Énoncé 1 | Recopiez fidèlement le passage de l'extrait sur le CCI et la décomposition, depuis « Ici on voit » jusqu'à « citée plus haut. » inclus.

Texte à lire |
————————

Ici on voit clairement comment le CCI comprend tout phénomène social à travers les lunettes de la question de la décomposition qui domine chaque fois plus tous les coins et recoins de la réalité. Elle devient un facteur qui, selon le CCI, finira par miner la capacité de réponse du prolétariat avec pour conséquence d'entraîner automatiquement l'humanité vers son auto-destruction. C'est exactement ce que dit la résolution du 15e congrès international citée plus haut.

Cette vision s'est enfoncée si profondément dans le cerveau des militants du CCI qu'ils sont obligés de réaliser une série de jongleries politiques pour justifier leur cadre d'explication. En faisant cela, ils rompent avec les positions marxistes de l'analyse sociale. De telle manière que la concurrence entre la bourgeoisie et les nations paraît avoir une limite pour le CCI : la limite qui est établie par la décomposition elle-même. Il apparaît que la raison d'être du capitalisme et l'objectif de toutes les bourgeoisies, tirer le maximum de bénéfice possible en accumulant les profits de manière agressive et violente, est aujourd'hui bouleversée. Soudain, une fraction de la bourgeoisie mondiale (et pas n'importe laquelle) devient "raisonnable" et, s'opposant à sa propre nature de classe, devient maintenant philanthropique en essayant de mettre de l'ordre dans le monde. Cultivant son intérêt pour l'humanité, elle ferait tout son possible pour contenir le chaos en général afin de limiter ainsi la décomposition qui menace l'humanité. Sur la situation en Haïti, voilà ce que Revolución Mundial nous explique :

"Bien sûr, pour les Etats-Unis, ce qui arrive dans cette région ne leur convient absolument pas. Car le chaos peut s'étendre et déstabiliser d'autres pays ce qui viendrait s'ajouter aux difficultés qu'ils ont dans d'autres régions du monde pour remplir leur rôle de gendarme mondial" (Idem).

————————

Données de l'exercice |
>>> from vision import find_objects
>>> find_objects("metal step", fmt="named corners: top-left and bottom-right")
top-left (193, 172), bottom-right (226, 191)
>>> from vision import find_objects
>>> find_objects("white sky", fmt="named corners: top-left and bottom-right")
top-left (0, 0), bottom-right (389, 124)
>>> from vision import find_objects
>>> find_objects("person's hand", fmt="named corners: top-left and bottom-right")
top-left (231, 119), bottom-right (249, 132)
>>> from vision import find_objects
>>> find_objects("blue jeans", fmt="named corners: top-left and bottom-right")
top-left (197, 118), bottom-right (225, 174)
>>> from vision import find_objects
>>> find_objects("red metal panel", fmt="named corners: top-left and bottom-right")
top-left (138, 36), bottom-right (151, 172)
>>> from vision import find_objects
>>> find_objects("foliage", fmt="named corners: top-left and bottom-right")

————————

Énoncé 2 | Repérez toutes les lignes des entrées où figure la chaîne « right » et recopiez-les intégralement.

Corrigé 1 |
Ici on voit clairement comment le CCI comprend tout phénomène social à travers les lunettes de la question de la décomposition qui domine chaque fois plus tous les coins et recoins de la réalité. Elle devient un facteur qui, selon le CCI, finira par miner la capacité de réponse du prolétariat avec pour conséquence d'entraîner automatiquement l'humanité vers son auto-destruction. C'est exactement ce que dit la résolution du 15e congrès international citée plus haut.

Corrigé 2 |
>>> find_objects("metal step", fmt="named corners: top-left and bottom-right")
top-left (193, 172), bottom-right (226, 191)
>>> find_objects("white sky", fmt="named corners: top-left and bottom-right")
top-left (0, 0), bottom-right (389, 124)
>>> find_objects("person's hand", fmt="named corners: top-left and bottom-right")
top-left (231, 119), bottom-right (249, 132)
>>> find_objects("blue jeans", fmt="named corners: top-left and bottom-right")
top-left (197, 118), bottom-right (225, 174)
>>> find_objects("red metal panel", fmt="named corners: top-left and bottom-right")
top-left (138, 36), bottom-right (151, 172)
>>> find_objects("foliage", fmt="named corners: top-left and bottom-right")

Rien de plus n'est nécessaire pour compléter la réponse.